>> Begin

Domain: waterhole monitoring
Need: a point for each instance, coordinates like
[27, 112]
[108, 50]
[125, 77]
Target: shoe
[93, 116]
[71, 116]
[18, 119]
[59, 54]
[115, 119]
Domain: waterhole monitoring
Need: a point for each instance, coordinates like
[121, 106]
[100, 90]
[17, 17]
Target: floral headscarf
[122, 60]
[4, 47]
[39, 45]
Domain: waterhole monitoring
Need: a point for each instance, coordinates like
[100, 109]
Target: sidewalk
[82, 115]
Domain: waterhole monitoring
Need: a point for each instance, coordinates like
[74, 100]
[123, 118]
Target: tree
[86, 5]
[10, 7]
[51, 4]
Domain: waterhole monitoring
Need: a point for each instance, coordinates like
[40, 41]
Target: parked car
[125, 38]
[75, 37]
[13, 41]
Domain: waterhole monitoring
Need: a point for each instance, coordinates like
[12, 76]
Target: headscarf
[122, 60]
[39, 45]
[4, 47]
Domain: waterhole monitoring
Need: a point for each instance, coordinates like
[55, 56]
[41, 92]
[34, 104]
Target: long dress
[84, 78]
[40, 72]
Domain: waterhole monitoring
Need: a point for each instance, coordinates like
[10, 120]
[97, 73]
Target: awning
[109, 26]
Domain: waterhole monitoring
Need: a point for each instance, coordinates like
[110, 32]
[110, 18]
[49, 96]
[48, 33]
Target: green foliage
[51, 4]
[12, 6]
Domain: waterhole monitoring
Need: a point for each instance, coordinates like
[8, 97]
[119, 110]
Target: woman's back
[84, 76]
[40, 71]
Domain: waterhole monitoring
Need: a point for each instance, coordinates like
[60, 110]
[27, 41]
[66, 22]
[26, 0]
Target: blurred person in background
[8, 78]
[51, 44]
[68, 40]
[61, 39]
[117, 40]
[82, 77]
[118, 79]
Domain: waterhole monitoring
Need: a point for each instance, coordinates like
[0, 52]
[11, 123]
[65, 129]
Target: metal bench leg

>> End

**TASK DESCRIPTION**
Format every line of the records above as a JSON list of strings, with one string per line and blank lines left out.

**TASK RESPONSE**
[
  "Domain: waterhole monitoring",
  "Need: a point for each instance, coordinates like",
  "[27, 112]",
  "[108, 50]",
  "[125, 77]",
  "Target: shoe",
  "[93, 116]",
  "[71, 116]",
  "[18, 119]",
  "[59, 54]",
  "[115, 119]",
  "Domain: waterhole monitoring",
  "Need: a point for each instance, coordinates like",
  "[121, 106]",
  "[100, 90]",
  "[17, 17]",
  "Target: floral headscarf",
  "[122, 60]",
  "[4, 47]",
  "[39, 45]",
  "Domain: waterhole monitoring",
  "Need: a point for each instance, coordinates like",
  "[100, 109]",
  "Target: sidewalk",
  "[82, 115]",
  "Domain: waterhole monitoring",
  "Need: a point for each instance, coordinates like",
  "[74, 100]",
  "[123, 118]",
  "Target: tree",
  "[86, 5]",
  "[10, 7]",
  "[51, 4]",
  "Domain: waterhole monitoring",
  "Need: a point for each instance, coordinates like",
  "[40, 41]",
  "Target: parked car",
  "[125, 38]",
  "[75, 37]",
  "[13, 41]",
  "Domain: waterhole monitoring",
  "Need: a point for each instance, coordinates like",
  "[12, 76]",
  "Target: headscarf",
  "[122, 60]",
  "[39, 45]",
  "[4, 47]",
  "Domain: waterhole monitoring",
  "Need: a point for each instance, coordinates like",
  "[55, 56]",
  "[41, 92]",
  "[34, 104]",
  "Target: long dress",
  "[84, 78]",
  "[40, 72]",
  "Domain: waterhole monitoring",
  "Need: a point for each instance, coordinates like",
  "[10, 120]",
  "[97, 73]",
  "Target: awning",
  "[109, 26]",
  "Domain: waterhole monitoring",
  "Need: a point for each instance, coordinates like",
  "[110, 32]",
  "[110, 18]",
  "[49, 96]",
  "[48, 33]",
  "Target: green foliage",
  "[51, 4]",
  "[12, 6]",
  "Domain: waterhole monitoring",
  "Need: a point for each instance, coordinates like",
  "[8, 97]",
  "[119, 110]",
  "Target: woman's back",
  "[84, 76]",
  "[40, 71]",
  "Domain: waterhole monitoring",
  "Need: a point for each instance, coordinates like",
  "[60, 110]",
  "[27, 41]",
  "[66, 22]",
  "[26, 0]",
  "Target: blurred person in background",
  "[8, 78]",
  "[51, 44]",
  "[68, 40]",
  "[61, 39]",
  "[117, 40]",
  "[82, 77]",
  "[118, 79]",
  "Domain: waterhole monitoring",
  "Need: a point for each instance, coordinates like",
  "[0, 52]",
  "[11, 123]",
  "[65, 129]",
  "Target: metal bench leg"
]